* _Your goal_: Find and copy every line in the records that includes the string "image".
=== Given data ===
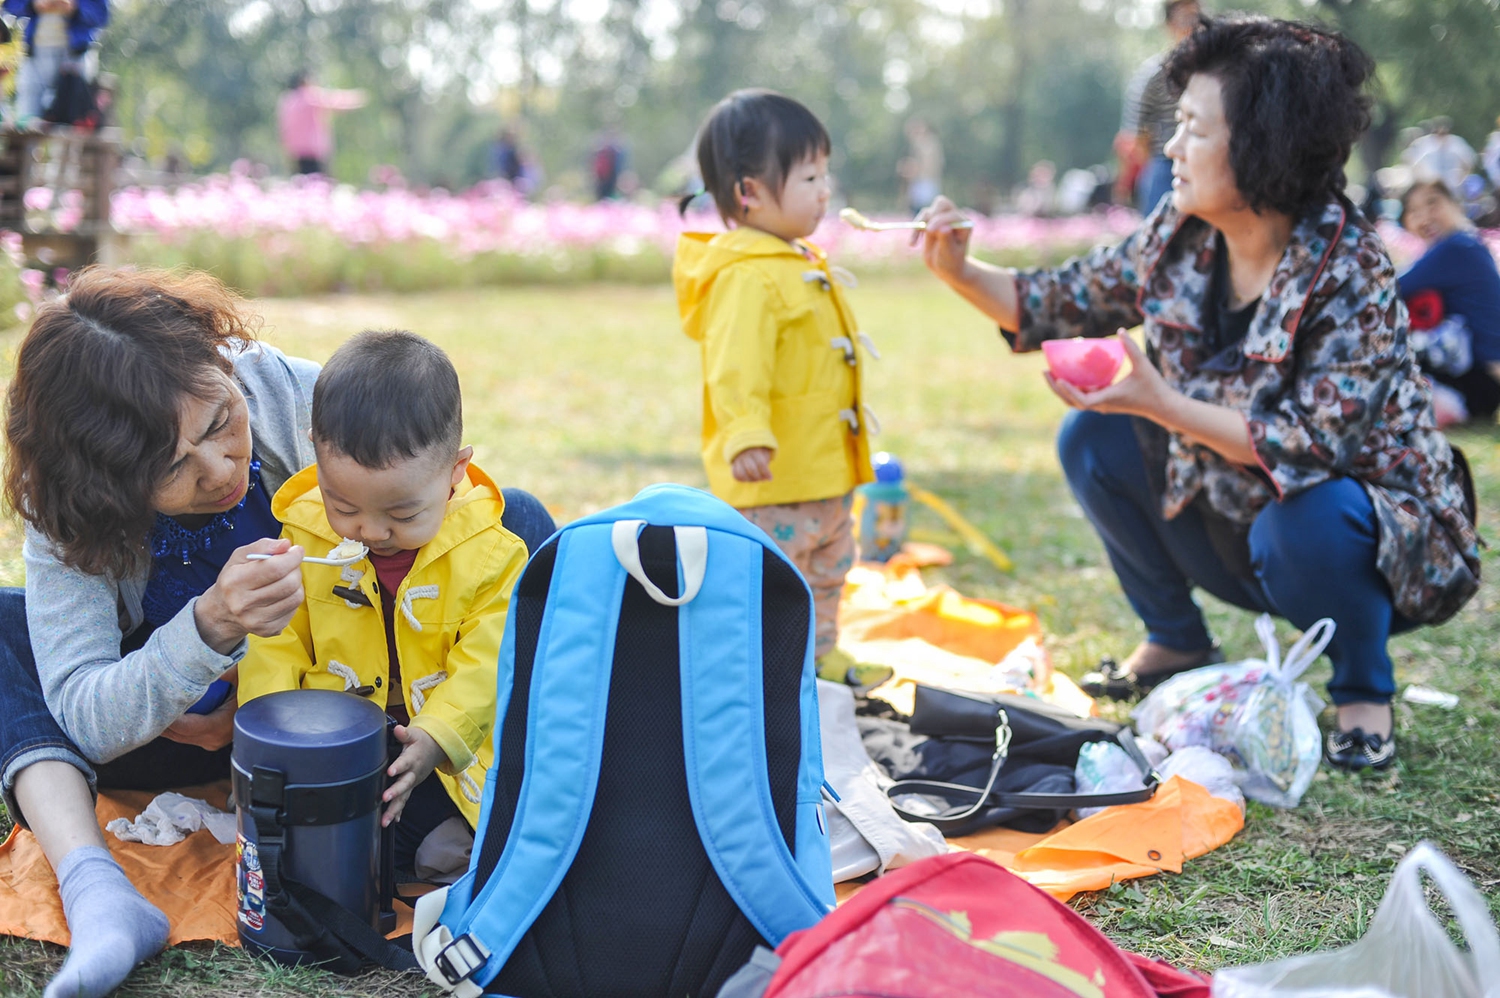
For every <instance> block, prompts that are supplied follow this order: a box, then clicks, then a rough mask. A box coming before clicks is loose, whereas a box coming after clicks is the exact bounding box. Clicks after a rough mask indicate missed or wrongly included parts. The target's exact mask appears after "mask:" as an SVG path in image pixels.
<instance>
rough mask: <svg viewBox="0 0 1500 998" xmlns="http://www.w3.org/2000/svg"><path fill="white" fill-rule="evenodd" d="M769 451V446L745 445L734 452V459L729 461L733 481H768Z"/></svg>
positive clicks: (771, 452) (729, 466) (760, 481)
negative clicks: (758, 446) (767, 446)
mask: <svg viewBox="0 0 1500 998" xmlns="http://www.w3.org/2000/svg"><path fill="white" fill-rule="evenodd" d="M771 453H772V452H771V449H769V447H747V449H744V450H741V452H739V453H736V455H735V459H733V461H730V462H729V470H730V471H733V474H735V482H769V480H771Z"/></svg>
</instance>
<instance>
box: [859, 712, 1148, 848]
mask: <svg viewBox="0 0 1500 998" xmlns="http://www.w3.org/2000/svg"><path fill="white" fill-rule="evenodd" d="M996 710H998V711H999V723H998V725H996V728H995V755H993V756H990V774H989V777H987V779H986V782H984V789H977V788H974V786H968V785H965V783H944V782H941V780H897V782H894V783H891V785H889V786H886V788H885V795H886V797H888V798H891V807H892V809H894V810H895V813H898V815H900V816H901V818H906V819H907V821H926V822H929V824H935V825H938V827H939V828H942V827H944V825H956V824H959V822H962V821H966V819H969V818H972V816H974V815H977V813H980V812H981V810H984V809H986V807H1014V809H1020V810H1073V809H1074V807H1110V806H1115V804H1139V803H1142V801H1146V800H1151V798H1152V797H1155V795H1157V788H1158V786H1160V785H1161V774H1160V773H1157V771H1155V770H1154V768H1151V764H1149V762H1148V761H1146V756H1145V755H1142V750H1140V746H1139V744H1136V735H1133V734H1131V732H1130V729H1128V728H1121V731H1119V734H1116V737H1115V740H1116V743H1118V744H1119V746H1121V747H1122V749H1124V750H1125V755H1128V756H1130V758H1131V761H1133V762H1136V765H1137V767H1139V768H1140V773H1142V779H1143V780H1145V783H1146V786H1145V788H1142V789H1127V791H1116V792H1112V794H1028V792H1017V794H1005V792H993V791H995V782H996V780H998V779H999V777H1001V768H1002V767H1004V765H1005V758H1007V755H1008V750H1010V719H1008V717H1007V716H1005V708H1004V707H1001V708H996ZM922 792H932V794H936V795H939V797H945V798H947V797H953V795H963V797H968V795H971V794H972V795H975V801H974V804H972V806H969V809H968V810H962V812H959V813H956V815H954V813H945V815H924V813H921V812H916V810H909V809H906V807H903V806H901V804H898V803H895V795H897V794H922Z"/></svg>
===
=== Given data ===
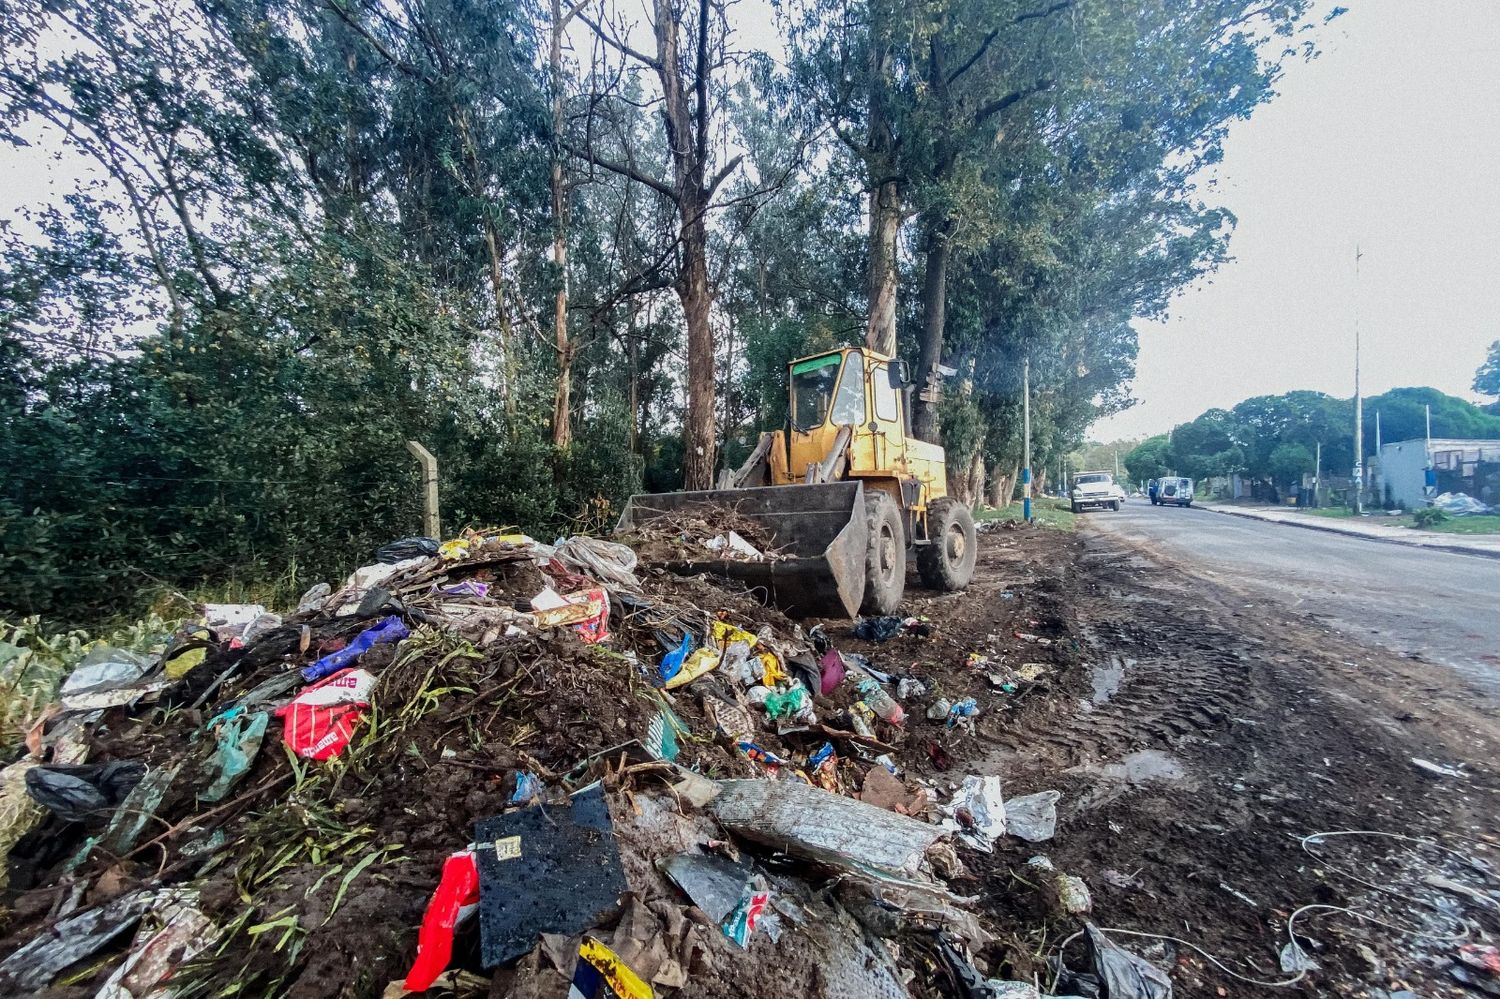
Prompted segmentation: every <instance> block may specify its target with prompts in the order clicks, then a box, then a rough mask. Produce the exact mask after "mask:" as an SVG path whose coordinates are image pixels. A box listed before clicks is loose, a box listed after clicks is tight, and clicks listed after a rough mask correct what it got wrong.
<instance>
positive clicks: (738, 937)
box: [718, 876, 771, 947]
===
=== Given data ===
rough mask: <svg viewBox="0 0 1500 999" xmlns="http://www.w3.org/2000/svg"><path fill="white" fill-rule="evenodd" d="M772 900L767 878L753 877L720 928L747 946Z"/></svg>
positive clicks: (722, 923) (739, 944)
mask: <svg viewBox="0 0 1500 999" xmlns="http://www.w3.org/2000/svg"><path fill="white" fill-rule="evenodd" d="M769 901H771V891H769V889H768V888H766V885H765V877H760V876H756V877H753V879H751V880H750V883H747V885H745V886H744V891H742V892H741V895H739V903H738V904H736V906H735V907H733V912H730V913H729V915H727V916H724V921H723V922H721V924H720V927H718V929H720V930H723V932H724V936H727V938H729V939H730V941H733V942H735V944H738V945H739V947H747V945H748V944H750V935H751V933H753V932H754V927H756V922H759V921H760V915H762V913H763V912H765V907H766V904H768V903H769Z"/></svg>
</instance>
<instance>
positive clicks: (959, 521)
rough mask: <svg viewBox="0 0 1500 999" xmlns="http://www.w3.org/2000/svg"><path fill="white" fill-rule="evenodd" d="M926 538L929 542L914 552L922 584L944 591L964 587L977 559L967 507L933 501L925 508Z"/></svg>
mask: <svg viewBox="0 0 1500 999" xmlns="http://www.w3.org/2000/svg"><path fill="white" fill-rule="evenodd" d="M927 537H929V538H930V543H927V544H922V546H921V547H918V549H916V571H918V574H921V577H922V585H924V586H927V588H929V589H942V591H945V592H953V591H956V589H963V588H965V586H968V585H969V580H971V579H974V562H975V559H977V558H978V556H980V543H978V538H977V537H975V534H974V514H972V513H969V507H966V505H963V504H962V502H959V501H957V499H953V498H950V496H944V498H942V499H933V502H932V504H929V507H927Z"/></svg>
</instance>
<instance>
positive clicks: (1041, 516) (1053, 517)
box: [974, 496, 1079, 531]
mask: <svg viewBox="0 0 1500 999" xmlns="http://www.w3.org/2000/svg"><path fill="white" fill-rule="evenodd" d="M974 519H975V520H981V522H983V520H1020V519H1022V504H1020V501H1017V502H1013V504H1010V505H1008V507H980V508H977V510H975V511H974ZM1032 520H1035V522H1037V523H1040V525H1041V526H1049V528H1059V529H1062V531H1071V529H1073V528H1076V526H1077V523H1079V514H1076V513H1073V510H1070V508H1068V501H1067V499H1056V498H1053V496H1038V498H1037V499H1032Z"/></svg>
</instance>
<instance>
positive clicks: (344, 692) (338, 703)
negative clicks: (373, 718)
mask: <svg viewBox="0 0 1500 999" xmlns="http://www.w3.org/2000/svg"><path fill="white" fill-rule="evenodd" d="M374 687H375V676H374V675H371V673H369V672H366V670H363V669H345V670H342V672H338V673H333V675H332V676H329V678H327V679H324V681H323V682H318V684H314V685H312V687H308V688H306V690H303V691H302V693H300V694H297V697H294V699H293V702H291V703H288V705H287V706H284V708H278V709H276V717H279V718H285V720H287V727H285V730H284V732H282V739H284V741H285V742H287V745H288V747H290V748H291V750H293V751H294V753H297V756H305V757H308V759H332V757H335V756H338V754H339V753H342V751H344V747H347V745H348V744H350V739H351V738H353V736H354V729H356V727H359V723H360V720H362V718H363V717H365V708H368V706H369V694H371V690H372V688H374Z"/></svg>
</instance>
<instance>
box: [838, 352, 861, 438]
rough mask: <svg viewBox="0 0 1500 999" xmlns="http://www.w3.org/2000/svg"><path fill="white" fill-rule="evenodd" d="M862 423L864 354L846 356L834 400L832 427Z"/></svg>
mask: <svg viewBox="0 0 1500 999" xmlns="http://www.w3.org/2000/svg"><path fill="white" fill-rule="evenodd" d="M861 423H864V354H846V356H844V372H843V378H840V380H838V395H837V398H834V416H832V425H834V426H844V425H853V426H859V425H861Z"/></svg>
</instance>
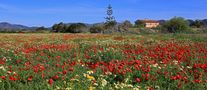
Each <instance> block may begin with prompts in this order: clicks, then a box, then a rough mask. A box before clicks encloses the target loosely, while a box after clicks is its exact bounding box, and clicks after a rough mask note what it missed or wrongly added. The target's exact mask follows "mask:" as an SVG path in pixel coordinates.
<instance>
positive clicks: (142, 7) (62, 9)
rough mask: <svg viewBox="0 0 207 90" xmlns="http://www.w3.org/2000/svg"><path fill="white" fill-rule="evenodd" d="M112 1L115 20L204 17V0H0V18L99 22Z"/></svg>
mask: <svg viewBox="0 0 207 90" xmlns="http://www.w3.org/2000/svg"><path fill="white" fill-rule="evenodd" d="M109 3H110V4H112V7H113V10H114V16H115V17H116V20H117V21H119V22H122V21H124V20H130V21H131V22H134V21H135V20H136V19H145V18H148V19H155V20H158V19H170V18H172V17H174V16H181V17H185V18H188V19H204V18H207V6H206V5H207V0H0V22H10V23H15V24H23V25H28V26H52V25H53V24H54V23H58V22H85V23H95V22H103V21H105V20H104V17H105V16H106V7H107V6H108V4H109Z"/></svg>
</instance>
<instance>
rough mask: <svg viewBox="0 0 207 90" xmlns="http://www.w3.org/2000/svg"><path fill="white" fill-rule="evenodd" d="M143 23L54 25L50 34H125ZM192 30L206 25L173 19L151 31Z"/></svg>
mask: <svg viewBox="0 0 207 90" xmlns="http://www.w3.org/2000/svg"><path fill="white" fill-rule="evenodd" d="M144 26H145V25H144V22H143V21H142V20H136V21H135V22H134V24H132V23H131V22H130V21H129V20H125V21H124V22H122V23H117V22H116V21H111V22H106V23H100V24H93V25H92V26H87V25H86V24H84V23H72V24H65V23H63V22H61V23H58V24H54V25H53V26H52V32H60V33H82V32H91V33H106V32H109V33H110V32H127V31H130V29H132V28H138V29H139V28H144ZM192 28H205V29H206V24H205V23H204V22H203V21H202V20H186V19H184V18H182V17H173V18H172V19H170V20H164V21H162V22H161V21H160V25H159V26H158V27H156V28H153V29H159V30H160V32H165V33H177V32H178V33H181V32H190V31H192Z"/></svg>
===
* _Problem solution_:
For every <instance> block, prompts that are supplied follow this order: a box, then clicks, then a rough mask. A box coming before clicks is loose, whereas a box coming after clicks is the exact bounding box. Clicks after a rough mask indicate missed or wrongly included parts. The target's exact mask appears after "mask:" as an SVG path in image pixels.
Prompted segmentation: every <instance> block may specify its target with prompts in the order clicks, then a box, then a rough mask. Produce the exact mask after "mask:" as an SVG path whose coordinates are image pixels. A box listed before clicks is loose, a box listed after clicks is tight, and clicks listed after a rough mask correct what it got wrong.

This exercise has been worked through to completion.